__Fragment uit bron__.
**********

Brief regering : Voortgang implementatie SER-advies 'Diversiteit in de top. Tijd voor versnelling'
29 544 Arbeidsmarktbeleid
Nr. 1020 BRIEF VAN DE MINISTER VAN ONDERWIJS, CULTUUR EN WETENSCHAP
Aan de Voorzitter van de Tweede Kamer der Staten-Generaal
Den Haag, 10 juli 2020
In de kabinetsreactie op het SER-advies «Diversiteit in de top. Tijd voor versnelling»
van 7 februari 20201 heeft het kabinet aangegeven de aanbevelingen uit het SER-advies, gericht op diversiteit
in de top, integraal over te nemen. Middels deze brief informeer ik uw Kamer, mede
namens de Minister voor Rechtsbescherming, over de voortgang bij de implementatie
in dit traject. Hierbij wordt achtereenvolgens ingegaan op de voortgang op het wetstraject
voor meer vrouwen in de top, de uitwerking van de infrastructuur van de SER en de
vormgeving van de transparantieverplichting en ten slotte de voortgang met betrekking
tot de uitwerking van het SER advies voor de (semi-)publieke sector. Over de voortgang
op de uitvoering van de adviezen omtrent culturele diversiteit zal de Minister van
Sociale Zaken en Werkgelegenheid uw Kamer in het najaar van 2020 informeren, in de
voortgangsbrief van het programma Verdere Integratie op de Arbeidsmarkt (VIA). Met
deze activiteiten wordt uitvoering gegeven aan de motie van de leden Verhoeven (D66)
en Geluk-Poortvliet (CDA) (Kamerstuk 35 300 XIII, nr. 55) en de motie van het lid Kuzu (DENK) (Kamerstuk 24 515, nr. 396) waarin het kabinet wordt verzocht het SER-advies integraal over te nemen.

**********

__Uit te voeren taak__.
Citeer letterlijk het deel van de brief over diversiteit in de top dat begint bij de woorden "en Geluk-Poortvliet (CDA)" en stop na "SER-advies integraal over te nemen.".

__Aangeleverd materiaal__.

**********

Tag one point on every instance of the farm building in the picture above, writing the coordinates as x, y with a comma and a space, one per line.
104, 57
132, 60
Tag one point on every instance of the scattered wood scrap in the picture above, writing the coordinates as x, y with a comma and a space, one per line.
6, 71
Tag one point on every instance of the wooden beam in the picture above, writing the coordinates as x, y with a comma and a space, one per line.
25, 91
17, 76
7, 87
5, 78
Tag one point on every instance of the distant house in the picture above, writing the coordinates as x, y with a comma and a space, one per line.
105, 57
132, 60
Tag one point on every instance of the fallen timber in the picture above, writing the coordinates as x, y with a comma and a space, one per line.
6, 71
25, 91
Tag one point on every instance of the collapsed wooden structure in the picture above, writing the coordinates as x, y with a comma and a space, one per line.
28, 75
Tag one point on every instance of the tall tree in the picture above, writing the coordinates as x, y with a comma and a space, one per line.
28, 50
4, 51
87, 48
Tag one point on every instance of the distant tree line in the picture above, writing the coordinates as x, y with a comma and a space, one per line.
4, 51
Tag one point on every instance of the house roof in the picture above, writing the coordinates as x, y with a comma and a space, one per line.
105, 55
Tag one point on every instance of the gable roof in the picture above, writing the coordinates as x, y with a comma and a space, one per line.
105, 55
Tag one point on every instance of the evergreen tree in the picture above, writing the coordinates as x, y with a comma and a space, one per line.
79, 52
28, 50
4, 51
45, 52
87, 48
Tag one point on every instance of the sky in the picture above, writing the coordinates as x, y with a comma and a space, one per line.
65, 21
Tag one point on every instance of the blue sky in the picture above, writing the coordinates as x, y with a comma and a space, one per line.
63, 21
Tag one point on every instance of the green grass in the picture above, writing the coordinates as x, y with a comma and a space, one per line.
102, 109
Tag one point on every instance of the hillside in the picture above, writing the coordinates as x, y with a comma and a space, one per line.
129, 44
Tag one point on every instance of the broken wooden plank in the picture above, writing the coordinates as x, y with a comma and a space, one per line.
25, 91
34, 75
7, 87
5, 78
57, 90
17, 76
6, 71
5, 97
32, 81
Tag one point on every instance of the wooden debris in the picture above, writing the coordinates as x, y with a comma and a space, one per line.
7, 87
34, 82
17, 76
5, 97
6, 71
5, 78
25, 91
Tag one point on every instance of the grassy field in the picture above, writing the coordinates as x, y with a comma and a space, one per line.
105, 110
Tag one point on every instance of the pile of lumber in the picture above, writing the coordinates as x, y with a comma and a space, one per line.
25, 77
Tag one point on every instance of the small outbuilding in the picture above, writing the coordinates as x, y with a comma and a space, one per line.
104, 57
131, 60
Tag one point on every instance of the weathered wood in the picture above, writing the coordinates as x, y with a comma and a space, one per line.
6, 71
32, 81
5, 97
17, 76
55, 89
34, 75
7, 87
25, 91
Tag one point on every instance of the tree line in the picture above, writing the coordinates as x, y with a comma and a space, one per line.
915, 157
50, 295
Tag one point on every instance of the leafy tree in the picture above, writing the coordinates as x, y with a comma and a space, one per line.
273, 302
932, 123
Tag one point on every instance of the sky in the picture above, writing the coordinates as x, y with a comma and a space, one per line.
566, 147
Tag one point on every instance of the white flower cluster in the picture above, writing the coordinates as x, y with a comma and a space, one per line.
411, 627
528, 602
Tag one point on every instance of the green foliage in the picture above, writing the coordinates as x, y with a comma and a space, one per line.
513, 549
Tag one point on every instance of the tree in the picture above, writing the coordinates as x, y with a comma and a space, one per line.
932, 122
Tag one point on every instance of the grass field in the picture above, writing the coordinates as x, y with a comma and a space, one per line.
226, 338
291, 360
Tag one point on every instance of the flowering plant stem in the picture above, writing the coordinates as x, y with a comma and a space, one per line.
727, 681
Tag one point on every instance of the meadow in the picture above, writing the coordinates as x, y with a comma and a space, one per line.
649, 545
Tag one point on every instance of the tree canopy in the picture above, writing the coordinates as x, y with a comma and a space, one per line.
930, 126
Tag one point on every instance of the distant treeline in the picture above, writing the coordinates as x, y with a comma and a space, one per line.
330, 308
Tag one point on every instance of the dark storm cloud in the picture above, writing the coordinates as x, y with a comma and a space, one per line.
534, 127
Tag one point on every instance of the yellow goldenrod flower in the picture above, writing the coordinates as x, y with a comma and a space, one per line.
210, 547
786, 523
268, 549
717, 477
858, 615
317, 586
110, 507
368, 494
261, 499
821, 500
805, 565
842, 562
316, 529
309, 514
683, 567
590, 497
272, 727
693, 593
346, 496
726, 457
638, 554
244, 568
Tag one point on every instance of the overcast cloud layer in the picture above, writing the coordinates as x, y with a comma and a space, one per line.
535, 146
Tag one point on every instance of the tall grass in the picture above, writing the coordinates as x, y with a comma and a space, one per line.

**********

__Antwoord op opdracht__.
en Geluk-Poortvliet (CDA) (Kamerstuk 35 300 XIII, nr. 55) en de motie van het lid Kuzu (DENK) (Kamerstuk 24 515, nr. 396) waarin het kabinet wordt verzocht het SER-advies integraal over te nemen.